### Set exercise:
Reproduce word for word the lines of the data below, starting at the line that contains "Where in this photo can the hillside" and ending at the end of the data.

#### Data records ####

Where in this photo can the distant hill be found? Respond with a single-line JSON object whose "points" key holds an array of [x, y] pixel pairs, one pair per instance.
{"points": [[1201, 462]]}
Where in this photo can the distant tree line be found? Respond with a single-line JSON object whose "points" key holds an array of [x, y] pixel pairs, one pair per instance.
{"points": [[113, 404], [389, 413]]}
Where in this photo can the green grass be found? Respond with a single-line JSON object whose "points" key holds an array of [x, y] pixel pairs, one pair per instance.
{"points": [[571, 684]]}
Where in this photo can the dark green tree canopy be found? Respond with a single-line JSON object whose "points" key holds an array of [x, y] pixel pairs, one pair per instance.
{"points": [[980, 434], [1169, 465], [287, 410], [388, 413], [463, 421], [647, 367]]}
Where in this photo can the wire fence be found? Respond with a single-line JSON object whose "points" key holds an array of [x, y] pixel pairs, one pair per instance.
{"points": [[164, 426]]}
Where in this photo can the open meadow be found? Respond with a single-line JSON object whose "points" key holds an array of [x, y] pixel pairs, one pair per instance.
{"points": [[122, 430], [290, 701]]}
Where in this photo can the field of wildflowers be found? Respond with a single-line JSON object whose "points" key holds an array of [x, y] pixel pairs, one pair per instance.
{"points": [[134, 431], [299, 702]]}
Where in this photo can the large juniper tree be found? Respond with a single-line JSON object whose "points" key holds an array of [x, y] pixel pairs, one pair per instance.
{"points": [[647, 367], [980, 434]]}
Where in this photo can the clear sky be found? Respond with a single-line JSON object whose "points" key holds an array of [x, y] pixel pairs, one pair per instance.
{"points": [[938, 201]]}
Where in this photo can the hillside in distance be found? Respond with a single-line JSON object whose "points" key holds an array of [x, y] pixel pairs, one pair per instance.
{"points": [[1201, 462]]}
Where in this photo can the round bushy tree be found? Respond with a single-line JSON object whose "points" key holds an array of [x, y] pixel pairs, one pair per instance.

####

### Worked solution:
Where in this photo can the hillside in distance be found? Respond with a single-line JSON object whose "points" key holds an array of [x, y] pixel pairs, one pair per instance.
{"points": [[1201, 462]]}
Where in this photo can the round bushy tree be found? Respond with a single-line JSON object whose "points" key holds an array of [x, y] pixel pairs, one pair per instance.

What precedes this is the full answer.